About this task: All the data that follows should be repeated exactly, without a single picture.

▬▬▬▬▬▬▬▬▬▬

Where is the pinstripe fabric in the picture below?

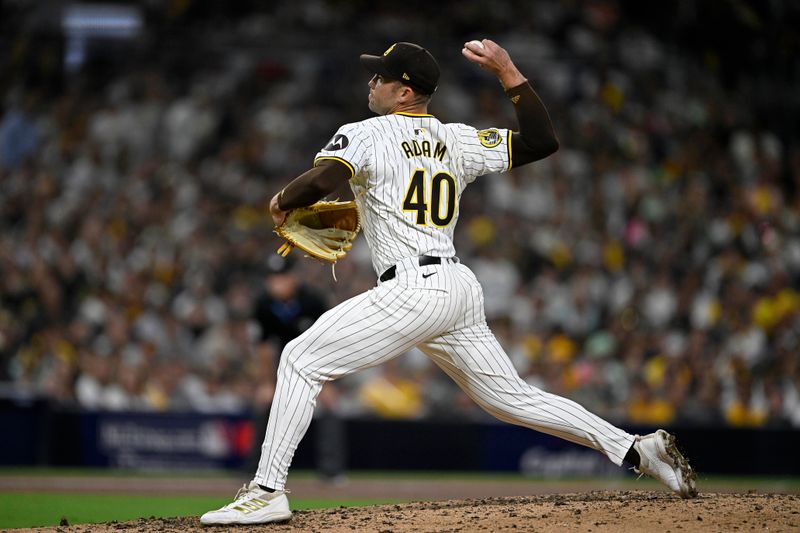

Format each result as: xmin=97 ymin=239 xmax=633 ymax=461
xmin=254 ymin=112 xmax=635 ymax=490
xmin=255 ymin=261 xmax=634 ymax=489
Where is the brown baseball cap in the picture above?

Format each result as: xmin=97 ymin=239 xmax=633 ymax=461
xmin=360 ymin=42 xmax=440 ymax=95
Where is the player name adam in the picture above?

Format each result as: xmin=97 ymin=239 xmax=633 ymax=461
xmin=400 ymin=139 xmax=447 ymax=161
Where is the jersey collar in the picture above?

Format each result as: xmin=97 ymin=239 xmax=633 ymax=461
xmin=391 ymin=111 xmax=434 ymax=117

▬▬▬▬▬▬▬▬▬▬

Solution for this task:
Where is the pinstripe fabric in the picture below?


Format each result as: xmin=97 ymin=239 xmax=633 ymax=461
xmin=254 ymin=112 xmax=635 ymax=490
xmin=255 ymin=261 xmax=634 ymax=489
Where is the brown baseball cap in the picture above?

Format each result as: xmin=97 ymin=239 xmax=633 ymax=461
xmin=360 ymin=42 xmax=440 ymax=95
Where is the player name adam in the picture above?

Format each result as: xmin=97 ymin=239 xmax=633 ymax=461
xmin=400 ymin=139 xmax=447 ymax=161
Where is the jersey collar in the picture above?

Format each result as: xmin=97 ymin=239 xmax=633 ymax=461
xmin=391 ymin=111 xmax=434 ymax=117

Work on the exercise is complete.